WHAT TO PRODUCE: Go to the line in the entries below that holds "Query: adjacent building" and repeat exactly from there through the line that holds "column 97, row 196", inclusive.

===== ENTRIES PROVIDED =====

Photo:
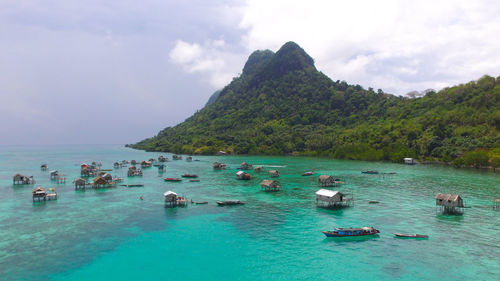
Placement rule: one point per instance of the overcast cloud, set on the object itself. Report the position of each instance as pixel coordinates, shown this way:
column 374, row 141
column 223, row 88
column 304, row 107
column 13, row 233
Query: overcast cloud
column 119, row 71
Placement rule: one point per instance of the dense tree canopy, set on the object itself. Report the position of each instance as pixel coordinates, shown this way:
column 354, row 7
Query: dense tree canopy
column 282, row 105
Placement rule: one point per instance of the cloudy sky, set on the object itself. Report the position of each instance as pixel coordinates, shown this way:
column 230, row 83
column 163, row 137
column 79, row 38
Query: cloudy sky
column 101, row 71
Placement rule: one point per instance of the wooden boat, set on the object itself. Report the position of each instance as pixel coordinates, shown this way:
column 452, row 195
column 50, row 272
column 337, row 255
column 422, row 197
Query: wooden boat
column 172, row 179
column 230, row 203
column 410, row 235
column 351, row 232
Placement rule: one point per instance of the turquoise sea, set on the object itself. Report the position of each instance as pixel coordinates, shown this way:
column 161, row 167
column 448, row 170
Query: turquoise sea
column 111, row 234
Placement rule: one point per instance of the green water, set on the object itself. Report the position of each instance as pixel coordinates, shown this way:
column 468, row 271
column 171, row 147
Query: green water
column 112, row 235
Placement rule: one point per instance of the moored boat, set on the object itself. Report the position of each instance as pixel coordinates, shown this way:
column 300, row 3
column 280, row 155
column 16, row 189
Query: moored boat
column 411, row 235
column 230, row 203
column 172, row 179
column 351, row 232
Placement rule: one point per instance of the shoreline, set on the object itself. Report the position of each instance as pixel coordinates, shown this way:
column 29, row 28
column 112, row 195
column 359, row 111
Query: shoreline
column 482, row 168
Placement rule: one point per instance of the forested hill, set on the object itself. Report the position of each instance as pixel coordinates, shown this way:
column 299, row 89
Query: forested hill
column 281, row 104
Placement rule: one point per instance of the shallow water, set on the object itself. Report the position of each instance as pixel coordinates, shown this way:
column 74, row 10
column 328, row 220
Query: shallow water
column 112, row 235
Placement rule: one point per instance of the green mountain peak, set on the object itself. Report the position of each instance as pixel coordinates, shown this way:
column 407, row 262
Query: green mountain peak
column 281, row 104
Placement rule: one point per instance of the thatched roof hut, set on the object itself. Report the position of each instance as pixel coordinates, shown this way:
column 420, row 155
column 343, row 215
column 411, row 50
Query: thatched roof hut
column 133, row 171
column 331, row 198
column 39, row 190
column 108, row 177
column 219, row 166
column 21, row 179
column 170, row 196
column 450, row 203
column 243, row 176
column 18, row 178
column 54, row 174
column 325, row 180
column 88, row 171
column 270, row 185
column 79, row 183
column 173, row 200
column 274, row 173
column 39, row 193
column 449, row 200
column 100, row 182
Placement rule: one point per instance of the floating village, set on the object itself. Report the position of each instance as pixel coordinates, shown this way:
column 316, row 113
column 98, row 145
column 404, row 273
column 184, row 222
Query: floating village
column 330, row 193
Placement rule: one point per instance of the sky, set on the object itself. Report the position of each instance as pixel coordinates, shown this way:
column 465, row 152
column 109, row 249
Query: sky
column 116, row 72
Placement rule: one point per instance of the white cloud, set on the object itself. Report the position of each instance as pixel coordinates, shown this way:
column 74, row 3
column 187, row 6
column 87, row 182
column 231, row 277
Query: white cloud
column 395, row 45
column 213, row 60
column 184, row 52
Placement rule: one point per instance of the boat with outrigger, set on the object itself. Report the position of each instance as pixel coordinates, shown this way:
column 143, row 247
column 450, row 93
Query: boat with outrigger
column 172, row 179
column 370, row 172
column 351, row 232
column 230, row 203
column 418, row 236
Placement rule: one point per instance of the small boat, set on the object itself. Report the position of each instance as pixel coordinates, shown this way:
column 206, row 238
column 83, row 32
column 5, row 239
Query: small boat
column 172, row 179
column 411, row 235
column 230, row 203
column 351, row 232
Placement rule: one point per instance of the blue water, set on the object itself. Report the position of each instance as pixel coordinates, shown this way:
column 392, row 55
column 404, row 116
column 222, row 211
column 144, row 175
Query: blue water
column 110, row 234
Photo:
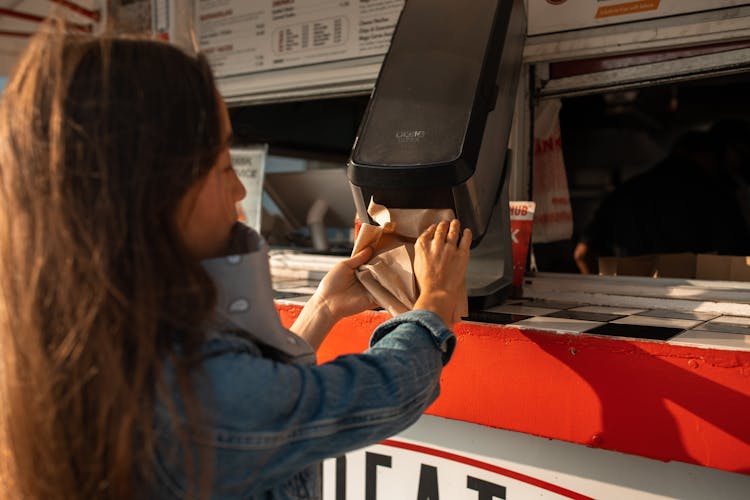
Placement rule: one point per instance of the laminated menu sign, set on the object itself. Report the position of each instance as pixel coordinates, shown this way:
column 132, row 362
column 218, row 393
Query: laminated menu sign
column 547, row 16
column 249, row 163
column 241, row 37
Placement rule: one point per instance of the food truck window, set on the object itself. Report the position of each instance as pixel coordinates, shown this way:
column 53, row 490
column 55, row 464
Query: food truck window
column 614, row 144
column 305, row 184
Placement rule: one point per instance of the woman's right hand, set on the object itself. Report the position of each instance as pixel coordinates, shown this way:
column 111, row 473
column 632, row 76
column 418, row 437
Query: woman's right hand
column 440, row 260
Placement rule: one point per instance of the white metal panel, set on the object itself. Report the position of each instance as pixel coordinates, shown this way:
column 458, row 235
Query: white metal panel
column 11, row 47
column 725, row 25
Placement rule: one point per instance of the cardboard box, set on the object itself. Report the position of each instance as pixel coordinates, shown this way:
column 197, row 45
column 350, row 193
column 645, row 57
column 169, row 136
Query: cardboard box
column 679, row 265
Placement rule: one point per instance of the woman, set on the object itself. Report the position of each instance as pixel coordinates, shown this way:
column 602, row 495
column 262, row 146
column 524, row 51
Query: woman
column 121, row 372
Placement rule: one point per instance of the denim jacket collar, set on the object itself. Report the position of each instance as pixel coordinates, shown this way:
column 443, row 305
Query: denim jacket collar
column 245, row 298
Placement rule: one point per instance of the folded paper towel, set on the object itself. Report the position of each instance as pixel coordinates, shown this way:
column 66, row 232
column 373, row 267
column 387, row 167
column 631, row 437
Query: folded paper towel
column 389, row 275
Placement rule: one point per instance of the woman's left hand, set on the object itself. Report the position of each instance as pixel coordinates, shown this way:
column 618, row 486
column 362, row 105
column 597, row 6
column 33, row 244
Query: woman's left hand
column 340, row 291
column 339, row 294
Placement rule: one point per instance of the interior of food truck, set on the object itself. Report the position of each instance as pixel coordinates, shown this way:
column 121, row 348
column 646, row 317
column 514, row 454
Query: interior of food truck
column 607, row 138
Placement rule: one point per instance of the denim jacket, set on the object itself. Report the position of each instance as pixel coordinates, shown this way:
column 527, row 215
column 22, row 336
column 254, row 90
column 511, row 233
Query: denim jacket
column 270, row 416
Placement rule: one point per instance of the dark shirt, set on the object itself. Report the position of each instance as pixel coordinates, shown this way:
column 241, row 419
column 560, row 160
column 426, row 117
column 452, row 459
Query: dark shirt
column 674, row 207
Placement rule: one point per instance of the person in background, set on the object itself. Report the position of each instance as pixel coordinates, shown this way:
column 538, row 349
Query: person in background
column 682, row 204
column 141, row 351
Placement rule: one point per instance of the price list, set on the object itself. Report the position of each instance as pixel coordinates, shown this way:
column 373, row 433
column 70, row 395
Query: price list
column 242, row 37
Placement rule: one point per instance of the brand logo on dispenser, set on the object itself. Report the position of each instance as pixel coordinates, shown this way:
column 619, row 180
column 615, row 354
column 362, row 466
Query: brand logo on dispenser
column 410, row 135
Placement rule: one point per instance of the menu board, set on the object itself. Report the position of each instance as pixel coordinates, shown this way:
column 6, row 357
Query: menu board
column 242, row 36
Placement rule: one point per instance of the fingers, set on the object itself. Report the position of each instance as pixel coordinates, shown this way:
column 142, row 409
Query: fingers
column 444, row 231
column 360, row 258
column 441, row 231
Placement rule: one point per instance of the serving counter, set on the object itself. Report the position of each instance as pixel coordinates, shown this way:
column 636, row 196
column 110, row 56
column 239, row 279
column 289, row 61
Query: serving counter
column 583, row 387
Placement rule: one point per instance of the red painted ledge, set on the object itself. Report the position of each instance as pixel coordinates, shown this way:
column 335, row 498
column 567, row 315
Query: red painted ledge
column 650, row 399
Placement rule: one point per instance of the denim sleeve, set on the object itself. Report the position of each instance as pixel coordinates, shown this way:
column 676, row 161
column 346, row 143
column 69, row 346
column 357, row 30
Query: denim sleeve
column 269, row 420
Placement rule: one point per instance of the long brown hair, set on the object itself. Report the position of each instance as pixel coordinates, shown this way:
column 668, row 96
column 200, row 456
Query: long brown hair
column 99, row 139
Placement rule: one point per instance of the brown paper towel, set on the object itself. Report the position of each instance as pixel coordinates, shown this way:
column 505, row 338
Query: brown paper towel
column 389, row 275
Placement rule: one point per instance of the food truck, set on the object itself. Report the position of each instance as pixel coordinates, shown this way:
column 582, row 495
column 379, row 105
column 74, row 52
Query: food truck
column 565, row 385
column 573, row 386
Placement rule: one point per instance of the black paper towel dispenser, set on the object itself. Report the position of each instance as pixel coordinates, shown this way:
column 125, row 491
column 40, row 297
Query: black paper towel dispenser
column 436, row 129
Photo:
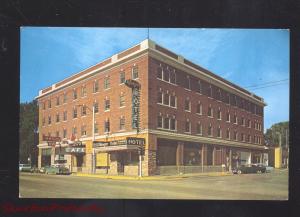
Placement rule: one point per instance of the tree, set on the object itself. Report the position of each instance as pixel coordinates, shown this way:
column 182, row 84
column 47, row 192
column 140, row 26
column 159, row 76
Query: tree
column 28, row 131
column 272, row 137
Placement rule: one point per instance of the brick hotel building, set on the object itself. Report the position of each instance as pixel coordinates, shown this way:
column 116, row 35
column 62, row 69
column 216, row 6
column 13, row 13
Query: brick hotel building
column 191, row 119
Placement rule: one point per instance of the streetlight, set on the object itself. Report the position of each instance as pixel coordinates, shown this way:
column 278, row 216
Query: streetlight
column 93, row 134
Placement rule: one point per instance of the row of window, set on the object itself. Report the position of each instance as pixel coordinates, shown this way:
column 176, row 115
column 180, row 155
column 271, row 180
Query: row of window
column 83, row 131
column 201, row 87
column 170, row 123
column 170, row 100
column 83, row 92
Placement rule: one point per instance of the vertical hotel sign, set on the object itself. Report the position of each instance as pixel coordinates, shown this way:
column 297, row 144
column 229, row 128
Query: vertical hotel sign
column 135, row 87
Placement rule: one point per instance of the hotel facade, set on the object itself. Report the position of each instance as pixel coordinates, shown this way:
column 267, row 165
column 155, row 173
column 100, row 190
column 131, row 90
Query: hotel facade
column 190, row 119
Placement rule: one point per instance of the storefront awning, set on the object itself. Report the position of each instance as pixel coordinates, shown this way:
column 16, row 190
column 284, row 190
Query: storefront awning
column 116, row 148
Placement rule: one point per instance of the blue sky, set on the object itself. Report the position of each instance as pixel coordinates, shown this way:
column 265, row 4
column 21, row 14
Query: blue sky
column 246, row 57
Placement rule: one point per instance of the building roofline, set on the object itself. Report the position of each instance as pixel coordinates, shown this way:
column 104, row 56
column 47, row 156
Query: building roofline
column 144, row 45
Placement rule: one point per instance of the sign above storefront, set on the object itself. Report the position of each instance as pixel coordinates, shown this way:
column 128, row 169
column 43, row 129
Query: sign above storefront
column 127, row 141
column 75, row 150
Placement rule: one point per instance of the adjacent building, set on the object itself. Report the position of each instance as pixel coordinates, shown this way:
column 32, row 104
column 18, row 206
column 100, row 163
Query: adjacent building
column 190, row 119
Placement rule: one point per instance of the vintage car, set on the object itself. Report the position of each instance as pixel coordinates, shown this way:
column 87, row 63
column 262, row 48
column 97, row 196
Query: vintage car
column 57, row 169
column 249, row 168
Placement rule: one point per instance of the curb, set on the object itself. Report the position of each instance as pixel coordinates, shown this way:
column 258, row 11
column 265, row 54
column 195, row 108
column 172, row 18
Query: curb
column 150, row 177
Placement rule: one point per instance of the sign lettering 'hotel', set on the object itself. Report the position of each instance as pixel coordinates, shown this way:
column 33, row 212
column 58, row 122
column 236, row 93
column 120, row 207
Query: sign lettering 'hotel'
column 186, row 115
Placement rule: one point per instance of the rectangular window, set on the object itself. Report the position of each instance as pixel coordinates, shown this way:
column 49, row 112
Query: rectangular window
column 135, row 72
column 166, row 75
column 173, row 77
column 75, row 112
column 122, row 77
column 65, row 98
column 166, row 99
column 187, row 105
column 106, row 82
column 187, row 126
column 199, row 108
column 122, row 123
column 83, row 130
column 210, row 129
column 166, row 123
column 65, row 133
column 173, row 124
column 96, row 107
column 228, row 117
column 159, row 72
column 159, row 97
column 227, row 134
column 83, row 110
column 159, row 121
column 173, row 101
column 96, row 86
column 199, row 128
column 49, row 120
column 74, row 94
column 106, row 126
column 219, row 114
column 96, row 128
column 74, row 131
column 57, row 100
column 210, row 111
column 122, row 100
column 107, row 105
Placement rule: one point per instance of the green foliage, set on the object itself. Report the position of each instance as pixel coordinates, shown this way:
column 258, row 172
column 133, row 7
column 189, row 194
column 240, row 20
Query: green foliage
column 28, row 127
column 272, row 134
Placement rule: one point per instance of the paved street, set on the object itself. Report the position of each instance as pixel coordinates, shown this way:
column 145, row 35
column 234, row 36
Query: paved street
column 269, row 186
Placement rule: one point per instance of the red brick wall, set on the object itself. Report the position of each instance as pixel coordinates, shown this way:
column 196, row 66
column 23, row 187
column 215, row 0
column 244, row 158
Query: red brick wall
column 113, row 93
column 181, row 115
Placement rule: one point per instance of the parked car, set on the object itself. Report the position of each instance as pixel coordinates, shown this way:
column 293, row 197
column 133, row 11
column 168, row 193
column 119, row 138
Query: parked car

=====

RESULT:
Query: adjacent building
column 190, row 119
Placement rule: one point per instance of the vintage car, set on the object itself. Report the position of each instance as pixel coordinates, shown this way:
column 87, row 63
column 262, row 48
column 97, row 196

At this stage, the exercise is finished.